Your task: Keep to one stretch of the data below, the lines from the one with "pixel 600 404" up to and including the one with "pixel 833 560", and return that stretch exactly.

Top of Material for this task

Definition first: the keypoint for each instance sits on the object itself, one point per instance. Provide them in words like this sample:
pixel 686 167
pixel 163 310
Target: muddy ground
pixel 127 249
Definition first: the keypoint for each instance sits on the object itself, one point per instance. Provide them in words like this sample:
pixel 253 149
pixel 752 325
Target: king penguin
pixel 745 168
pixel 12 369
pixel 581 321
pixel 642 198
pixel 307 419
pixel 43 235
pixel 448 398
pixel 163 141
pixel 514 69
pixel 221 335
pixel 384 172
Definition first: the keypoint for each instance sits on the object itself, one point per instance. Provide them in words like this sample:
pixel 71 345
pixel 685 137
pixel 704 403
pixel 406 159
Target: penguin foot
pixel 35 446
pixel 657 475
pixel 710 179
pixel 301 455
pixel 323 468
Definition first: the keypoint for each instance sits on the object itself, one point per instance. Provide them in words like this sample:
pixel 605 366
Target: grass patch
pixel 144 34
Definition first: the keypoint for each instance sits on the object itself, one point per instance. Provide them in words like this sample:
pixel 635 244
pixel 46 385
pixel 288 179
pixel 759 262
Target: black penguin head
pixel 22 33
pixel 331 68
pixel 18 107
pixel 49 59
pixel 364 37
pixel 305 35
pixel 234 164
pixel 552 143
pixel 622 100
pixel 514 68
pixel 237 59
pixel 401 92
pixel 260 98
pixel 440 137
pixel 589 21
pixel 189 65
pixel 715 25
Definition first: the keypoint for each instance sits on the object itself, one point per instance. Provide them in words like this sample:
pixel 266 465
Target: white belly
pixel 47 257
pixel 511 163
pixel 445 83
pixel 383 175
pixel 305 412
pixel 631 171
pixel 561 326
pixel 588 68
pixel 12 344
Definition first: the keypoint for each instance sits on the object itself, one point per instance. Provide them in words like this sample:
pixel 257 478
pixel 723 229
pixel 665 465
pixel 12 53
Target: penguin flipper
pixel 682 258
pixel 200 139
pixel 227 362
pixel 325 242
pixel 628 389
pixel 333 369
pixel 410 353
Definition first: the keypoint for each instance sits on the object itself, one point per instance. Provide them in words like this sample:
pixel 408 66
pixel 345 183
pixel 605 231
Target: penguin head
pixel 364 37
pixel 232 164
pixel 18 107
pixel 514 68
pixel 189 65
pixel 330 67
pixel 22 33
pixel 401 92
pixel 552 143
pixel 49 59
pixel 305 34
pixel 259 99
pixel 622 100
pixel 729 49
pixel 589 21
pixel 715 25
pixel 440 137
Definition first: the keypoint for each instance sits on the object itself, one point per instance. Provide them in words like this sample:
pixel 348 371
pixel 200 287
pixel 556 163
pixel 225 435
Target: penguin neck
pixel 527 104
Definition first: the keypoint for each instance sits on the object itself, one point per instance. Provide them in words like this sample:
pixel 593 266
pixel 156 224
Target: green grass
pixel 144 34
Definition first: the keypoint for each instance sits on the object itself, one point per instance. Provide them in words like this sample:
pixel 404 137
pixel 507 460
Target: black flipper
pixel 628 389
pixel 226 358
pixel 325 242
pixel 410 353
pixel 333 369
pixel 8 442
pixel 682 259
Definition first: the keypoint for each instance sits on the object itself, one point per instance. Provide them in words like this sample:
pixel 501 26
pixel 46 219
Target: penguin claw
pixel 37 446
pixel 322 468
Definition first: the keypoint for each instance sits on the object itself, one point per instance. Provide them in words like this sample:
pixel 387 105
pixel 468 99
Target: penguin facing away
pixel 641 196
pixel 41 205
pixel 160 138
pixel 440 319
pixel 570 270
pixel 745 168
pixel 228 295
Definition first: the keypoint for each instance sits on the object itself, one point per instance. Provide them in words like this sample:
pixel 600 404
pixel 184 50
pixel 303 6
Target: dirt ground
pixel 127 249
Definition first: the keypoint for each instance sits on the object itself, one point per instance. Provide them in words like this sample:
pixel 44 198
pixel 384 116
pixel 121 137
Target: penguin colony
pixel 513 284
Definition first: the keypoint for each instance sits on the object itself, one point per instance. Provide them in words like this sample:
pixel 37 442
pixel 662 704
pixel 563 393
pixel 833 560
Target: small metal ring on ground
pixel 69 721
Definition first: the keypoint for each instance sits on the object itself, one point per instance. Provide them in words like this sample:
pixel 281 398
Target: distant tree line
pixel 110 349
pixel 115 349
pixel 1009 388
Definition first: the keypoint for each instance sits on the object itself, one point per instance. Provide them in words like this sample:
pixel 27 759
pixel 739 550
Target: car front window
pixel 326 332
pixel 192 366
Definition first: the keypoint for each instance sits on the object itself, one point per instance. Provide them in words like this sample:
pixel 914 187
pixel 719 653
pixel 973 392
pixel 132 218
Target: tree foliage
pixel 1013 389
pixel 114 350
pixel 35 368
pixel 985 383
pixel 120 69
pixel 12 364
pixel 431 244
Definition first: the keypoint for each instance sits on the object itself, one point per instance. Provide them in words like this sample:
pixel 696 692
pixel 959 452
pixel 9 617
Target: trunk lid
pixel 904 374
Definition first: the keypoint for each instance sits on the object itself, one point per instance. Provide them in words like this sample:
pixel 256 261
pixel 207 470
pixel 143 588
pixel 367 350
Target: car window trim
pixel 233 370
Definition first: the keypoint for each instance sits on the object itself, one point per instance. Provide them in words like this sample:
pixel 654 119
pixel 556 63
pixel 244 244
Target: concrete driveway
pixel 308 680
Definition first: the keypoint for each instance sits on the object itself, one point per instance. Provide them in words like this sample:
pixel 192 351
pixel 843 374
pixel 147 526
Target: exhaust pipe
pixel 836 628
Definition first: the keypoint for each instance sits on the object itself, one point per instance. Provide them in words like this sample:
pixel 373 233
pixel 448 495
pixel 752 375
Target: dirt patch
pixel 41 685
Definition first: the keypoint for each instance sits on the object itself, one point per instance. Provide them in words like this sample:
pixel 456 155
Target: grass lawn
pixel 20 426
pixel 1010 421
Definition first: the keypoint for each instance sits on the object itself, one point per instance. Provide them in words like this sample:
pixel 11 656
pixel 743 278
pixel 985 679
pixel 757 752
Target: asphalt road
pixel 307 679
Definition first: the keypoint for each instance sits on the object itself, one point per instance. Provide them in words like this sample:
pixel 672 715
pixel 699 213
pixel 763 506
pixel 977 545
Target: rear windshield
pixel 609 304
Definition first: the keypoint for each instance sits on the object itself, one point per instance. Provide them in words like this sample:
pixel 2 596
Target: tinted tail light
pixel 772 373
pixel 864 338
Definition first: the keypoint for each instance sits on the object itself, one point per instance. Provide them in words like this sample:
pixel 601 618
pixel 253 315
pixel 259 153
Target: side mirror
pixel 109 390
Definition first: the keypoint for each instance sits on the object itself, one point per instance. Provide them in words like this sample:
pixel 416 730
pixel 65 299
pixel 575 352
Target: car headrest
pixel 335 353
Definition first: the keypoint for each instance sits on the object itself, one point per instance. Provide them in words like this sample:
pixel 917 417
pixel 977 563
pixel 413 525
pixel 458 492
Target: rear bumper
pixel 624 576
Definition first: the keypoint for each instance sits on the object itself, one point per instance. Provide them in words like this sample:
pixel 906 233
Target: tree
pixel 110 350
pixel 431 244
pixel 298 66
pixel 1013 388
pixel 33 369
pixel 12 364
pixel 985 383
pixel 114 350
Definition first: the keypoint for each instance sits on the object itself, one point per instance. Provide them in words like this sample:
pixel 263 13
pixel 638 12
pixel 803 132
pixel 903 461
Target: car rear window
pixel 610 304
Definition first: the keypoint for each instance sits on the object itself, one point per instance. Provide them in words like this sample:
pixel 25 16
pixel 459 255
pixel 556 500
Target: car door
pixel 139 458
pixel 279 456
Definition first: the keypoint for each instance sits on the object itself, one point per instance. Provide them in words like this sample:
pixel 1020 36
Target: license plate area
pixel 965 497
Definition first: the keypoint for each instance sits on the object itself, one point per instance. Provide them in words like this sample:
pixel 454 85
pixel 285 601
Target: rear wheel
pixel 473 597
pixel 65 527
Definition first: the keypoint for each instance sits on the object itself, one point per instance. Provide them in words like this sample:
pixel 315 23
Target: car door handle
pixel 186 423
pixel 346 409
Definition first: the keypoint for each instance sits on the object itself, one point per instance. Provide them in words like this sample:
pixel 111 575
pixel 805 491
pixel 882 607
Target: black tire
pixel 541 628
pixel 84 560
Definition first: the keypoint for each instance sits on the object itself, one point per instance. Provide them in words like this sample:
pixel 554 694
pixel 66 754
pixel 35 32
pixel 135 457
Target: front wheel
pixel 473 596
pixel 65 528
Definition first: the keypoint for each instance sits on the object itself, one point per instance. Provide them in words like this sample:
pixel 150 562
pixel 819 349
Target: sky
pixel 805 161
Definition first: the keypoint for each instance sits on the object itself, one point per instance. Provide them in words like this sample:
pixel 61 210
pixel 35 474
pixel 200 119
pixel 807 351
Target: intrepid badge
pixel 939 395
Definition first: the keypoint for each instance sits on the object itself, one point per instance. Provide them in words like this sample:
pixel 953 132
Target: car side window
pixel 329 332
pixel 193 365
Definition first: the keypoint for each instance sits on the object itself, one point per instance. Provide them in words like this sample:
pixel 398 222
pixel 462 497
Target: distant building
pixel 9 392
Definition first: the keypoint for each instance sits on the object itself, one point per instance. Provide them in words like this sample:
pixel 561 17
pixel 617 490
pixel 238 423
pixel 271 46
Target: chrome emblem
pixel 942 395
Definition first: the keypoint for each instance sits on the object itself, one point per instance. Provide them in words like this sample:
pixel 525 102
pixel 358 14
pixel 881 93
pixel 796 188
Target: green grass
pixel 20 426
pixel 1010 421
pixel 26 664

Bottom of Material for this task

Solved exercise:
pixel 600 404
pixel 184 50
pixel 303 6
Target: dirt ground
pixel 127 249
Definition first: the keypoint for each instance sits on the object itself, one point per instance. Provide them in words like this sample:
pixel 44 198
pixel 384 116
pixel 121 137
Target: penguin colony
pixel 513 284
Definition first: the keypoint for each instance sits on the object itself, one point per instance. Provide them in words like this sample:
pixel 37 442
pixel 662 704
pixel 563 393
pixel 833 560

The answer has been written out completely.